● TEXT BLOCK:
The self proclaimed 55 handicap with the $2500 clubs. The whole thread is gone. I for one thought that had real potential as a Manzella rags to riches story.

Did he turn out as some kind of troll or something or is there something indeed in the works with this guy?

Ross 750 white on white
 
Why was the thread deleted? I told Chop about not using TGM. He didn't know any better than I did last week when I found the forum. He changed it and such. What exactly is allowed to be discussed on this forum? Since my thread was deleted last week, I don't bother posting anything of substance. Are there any rules so to speak? Learning about TGM, Ben Doyle, Bobby Clampett, etc.. is how I found out about Brian. I get here and can't say anything. Very confusing.

-Dan
 

Brian Manzella

Administrator
Here's the deal....

● DIRECTIVE: Please say whether each statement agrees with the forum thread, giving yes or no with the text's deciding words quoted: 1. Dan's own thread was deleted last week. 2. The self-proclaimed 55 handicap had $5000 clubs. 3. Dan found the forum last month.

● INFORMATION GIVEN:
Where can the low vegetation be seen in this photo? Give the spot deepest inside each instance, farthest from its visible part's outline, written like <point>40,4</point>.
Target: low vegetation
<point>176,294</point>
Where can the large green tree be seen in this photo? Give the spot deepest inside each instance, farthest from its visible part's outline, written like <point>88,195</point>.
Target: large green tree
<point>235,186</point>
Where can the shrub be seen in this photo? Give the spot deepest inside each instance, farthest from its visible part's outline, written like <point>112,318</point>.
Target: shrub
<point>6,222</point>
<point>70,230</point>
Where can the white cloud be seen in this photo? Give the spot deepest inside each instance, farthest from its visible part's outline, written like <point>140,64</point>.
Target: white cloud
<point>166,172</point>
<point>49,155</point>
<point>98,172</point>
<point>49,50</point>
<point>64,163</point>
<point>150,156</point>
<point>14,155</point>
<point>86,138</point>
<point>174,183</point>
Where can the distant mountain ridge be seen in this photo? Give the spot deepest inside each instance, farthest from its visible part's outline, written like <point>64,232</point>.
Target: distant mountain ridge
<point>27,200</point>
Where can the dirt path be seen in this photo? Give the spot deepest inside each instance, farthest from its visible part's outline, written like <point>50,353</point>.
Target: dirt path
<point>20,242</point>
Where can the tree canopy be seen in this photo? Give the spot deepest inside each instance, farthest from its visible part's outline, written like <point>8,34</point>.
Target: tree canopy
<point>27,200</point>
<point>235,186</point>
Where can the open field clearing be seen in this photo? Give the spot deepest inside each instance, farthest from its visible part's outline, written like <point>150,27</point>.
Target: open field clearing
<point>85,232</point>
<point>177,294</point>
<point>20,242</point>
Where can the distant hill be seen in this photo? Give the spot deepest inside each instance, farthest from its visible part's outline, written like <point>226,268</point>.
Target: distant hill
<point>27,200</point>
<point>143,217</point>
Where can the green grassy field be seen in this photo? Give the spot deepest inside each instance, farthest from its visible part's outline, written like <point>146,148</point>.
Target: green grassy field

● SOLUTION TO THE PROBLEM:
1. Yes: "Since my thread was deleted last week"
2. No: "The self proclaimed 55 handicap with the $2500 clubs."
3. No: "last week when I found the forum"